WORK INSTRUCTIONS:
Starting at the line with "For every instance of the yellow", transcribe each line through the final one, both included, and add nothing.

(Pointing and labeling entries)

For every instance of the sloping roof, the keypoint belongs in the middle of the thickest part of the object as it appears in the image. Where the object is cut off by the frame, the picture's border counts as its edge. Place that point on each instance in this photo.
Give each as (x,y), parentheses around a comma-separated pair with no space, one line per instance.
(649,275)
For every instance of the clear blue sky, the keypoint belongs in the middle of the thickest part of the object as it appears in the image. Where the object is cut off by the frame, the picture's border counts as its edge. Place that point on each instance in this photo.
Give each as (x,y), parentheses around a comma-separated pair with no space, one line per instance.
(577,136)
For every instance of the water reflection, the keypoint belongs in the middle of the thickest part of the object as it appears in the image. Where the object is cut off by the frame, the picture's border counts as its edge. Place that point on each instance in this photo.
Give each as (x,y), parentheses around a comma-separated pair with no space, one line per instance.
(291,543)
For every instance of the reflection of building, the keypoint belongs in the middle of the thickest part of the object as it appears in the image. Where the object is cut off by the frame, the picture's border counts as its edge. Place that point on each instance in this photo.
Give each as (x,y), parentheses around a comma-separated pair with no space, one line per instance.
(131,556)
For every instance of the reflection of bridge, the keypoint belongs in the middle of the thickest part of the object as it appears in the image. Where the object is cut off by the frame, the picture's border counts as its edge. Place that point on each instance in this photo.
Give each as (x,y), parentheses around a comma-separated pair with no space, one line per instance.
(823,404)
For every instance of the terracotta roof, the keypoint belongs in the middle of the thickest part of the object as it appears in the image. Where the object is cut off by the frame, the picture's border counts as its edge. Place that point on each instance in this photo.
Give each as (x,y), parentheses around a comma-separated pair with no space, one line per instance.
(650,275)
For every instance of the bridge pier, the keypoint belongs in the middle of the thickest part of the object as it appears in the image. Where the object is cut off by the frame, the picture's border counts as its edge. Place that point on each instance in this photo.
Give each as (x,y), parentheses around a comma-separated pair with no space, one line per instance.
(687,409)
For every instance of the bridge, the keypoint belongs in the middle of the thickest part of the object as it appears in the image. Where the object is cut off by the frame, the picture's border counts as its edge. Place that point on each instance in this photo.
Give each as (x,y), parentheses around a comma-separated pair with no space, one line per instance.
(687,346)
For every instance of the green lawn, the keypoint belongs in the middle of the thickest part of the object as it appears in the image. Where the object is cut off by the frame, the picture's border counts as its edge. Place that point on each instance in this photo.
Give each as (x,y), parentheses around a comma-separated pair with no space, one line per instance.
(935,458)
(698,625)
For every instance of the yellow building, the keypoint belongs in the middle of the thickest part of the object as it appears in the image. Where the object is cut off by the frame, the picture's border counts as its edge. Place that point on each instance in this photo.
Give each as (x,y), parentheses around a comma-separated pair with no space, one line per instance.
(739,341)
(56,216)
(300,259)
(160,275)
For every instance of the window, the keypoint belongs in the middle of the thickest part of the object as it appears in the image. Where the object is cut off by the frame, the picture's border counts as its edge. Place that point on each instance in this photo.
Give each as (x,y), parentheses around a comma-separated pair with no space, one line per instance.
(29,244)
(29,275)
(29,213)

SOLUTION TO THIS PROBLEM:
For every instance of the yellow building, the keypoint belongs in the middle of the thickest part of the object as it appears in the image. Where the object is cut off by the frame, the picture's border counts as its edge. Place that point on each instance in this photo.
Give each as (x,y), parentheses around a comma-separated pair with no space, one line per instance.
(739,341)
(56,216)
(300,259)
(160,275)
For every instance of the window, the keypoint belongs in the middle of the thickest part of the object as it appears in the image. Where the object is cut off by the frame, the picture's border counts as its edge. Place that point on each instance in this photo.
Give each as (x,y), parentheses around a comma-separated pair with no space, one line per instance.
(29,244)
(29,275)
(29,213)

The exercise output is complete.